**Text block:**
-------

- Trakiya Heights is located in Antarctica Trakiya Heights
- Coordinates: 63°45′07″S 58°31′10″W﻿ / ﻿63.75194°S 58.51944°W
- Location: Trinity Peninsula, Graham Land

= Trakiya Heights =

Mountains in Antarctica

The Trakiya Heights are heights that rise to 1350 m on Trinity Peninsula, Antarctic Peninsula, Antarctica.

==Location==

Trinity Peninsula, Antarctic Peninsula. Trakiya Heights towards the west of the southeast coast

The Trakiya Heights are in Graham Land towards the west of the south coast of the Trinity Peninsula, which forms the tip of the Antarctic Peninsula.
They are bounded by Russell West Glacier to the north, Russell East Glacier to the northeast, Victory Glacier to the southwest and Zlidol Gate to the northwest.
They surmount Prince Gustav Channel, Weddell Sea to the southeast.
The heights extend 10 km in a northwest–southeast direction and 5.9 km in a northeast–southwest direction.

==Mapping and name==
A German-British mapping was undertaken in 1996.
The Trakiya Heights are named after the historical region of Trakiya (Thrace).

==Features==

Features, from west to east, include:

===Belgun Peak===
.

-------

**Complete the following:**
1. Reproduce the stretch from "They surmount Prince" through "a northeast–southwest direction." of the Trakiya Heights article word for word.
2. Name each feature that the Trakiya Heights article gives as a boundary of the heights.
3. Carry on the Trakiya Heights article from its final line, writing the part that follows.

-------

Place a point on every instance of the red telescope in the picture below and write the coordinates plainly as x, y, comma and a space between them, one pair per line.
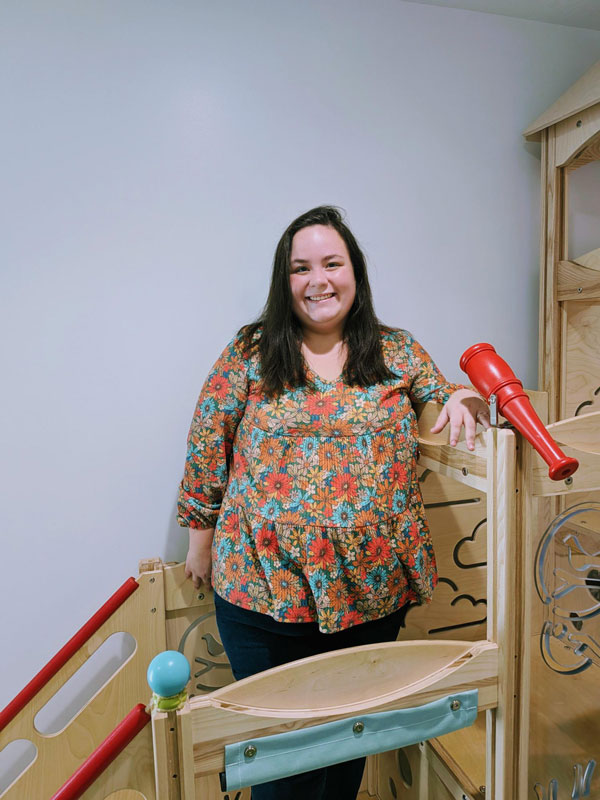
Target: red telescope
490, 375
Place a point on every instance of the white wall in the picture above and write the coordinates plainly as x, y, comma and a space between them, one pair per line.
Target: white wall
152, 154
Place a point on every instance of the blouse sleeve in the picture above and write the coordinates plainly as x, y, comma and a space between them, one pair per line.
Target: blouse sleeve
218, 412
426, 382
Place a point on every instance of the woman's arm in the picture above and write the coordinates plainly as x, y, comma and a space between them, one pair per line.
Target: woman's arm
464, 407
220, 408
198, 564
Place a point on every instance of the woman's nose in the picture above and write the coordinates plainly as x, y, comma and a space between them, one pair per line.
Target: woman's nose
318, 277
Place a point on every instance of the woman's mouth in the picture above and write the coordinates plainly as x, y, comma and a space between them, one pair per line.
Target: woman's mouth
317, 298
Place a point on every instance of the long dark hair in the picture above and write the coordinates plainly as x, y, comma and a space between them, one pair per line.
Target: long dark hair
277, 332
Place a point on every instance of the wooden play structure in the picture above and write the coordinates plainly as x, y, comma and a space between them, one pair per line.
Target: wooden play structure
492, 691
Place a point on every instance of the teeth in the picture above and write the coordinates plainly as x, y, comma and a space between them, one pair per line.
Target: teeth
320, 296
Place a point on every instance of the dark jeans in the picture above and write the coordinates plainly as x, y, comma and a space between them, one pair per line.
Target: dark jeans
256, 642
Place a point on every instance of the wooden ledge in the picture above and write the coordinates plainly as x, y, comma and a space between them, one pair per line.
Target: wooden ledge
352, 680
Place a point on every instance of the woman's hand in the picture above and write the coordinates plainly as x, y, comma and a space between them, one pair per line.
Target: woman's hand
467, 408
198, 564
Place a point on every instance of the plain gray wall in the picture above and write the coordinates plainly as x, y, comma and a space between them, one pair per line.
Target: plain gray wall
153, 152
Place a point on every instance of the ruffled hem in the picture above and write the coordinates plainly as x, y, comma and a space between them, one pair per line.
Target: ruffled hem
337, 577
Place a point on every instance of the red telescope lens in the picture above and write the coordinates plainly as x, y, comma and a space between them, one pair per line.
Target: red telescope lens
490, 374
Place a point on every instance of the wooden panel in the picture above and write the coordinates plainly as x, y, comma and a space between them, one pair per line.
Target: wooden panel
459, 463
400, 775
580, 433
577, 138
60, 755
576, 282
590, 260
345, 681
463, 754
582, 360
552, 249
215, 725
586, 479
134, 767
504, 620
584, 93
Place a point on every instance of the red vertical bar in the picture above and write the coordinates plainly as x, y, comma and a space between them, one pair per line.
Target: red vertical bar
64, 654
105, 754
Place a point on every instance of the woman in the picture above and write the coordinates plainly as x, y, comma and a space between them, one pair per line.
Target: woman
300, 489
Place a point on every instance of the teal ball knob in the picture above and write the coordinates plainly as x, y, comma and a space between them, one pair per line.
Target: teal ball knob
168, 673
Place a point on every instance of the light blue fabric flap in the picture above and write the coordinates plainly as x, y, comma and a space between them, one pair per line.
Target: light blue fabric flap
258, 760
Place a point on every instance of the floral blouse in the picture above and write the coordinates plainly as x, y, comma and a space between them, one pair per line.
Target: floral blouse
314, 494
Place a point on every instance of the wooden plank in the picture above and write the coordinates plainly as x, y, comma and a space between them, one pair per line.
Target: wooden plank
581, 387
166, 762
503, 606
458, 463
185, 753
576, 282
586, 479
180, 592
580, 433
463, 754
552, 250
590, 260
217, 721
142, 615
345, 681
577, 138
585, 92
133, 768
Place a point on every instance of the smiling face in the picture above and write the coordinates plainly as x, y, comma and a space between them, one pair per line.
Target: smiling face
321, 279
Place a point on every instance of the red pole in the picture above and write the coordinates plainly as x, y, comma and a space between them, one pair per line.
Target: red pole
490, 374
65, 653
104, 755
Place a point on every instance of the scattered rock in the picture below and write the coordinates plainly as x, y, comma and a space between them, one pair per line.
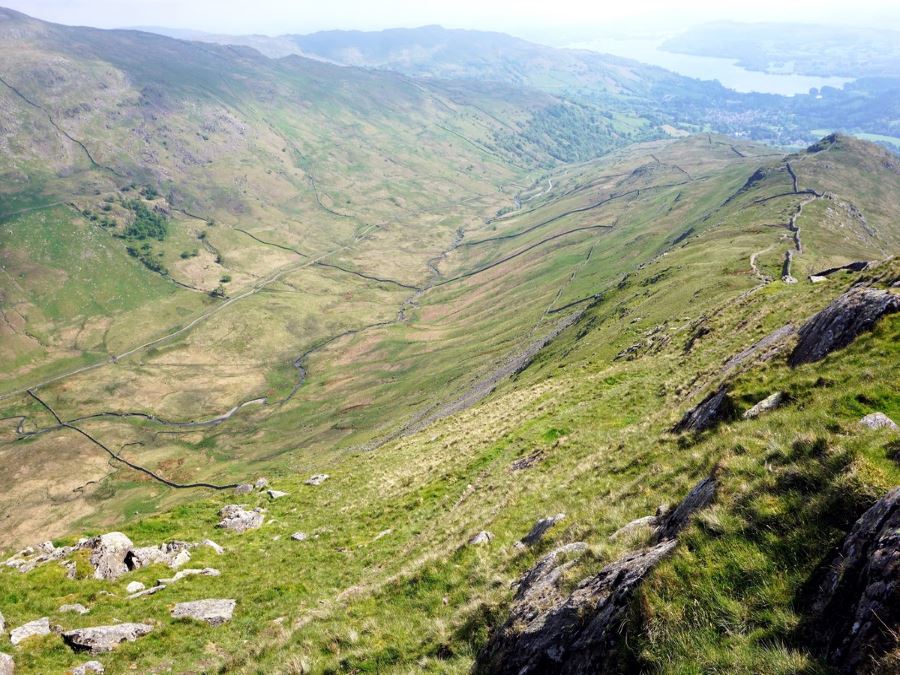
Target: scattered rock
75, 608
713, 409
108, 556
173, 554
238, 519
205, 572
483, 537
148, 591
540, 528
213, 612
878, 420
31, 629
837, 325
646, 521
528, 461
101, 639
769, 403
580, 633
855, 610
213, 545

-------

**Expected outputs:**
1.
They surmount Prince Gustav Channel, Weddell Sea to the southeast.
The heights extend 10 km in a northwest–southeast direction and 5.9 km in a northeast–southwest direction.

2. Russell West Glacier, Russell East Glacier, Victory Glacier, Zlidol Gate

3.
An ice-covered peak rising to 1205 m high in the northwest extremity of Trakiya Heights.
Situated on the east side of Zlidol Gate, 890 m northwest of Antonov Peak, 4.6 km northeast of Skoparnik Bluff, 1.49 km east-northeast of Lepitsa Peak, 3.56 km east of Mount Schuyler on Detroit Plateau, 3.41 km southeast of Sirius Knoll and 5.2 km west-southwest of Mount Canicula.
Precipitous, partly ice-free west slopes.
Surmounting the head of Russell West Glacier to the north, and the upper course of Victory Glacier to the south.
Named after the settlement of Belgun in Northeastern Bulgaria.

===Antonov Peak===
.
A peak rising to over 1316 m high in the northwest part of Trakiya Heights.
Situated 4.45 km east of Mount Schuyler, 4.25 km southeast of Sirius Knoll, 4.9 km west by north of Mount Daimler and 8.23 km north of Skakavitsa Peak.
Surmounting Russell West Glacier to the north and Victory Glacier to the S.
Named after the Bulgarian automobile constructor Rumen Antonov (b. 1944) who invented an innovative automatic gearbox.

===Irakli Peak===
.
A peak rising to 1350 m high in the northwest part of Trakiya Heights.
Situated 1.43 km northeast of Antonov Peak, 3.24 km southwest of Mount Canicula, 3.87 km west-northwest of Mount Daimler and 3.56 km north-northwest of Bozveli Peak.
Surmounting Russell West Glacier to the north and Russell East Glacier to the east.
Named after the nature site of Irakli on the Bulgarian Black Sea Coast.

===Bozveli Peak===
.
A peak rising to 1251 m high in Trakiya Heights on Trinity Peninsula, Antarctic Peninsula.
Situated 3.78 km southeast of Antonov Peak, 2.7 km southwest of Mount Daimler and 6.45 km north-northeast of Skakavitsa Peak.
Surmounting Victory Glacier to the southwest.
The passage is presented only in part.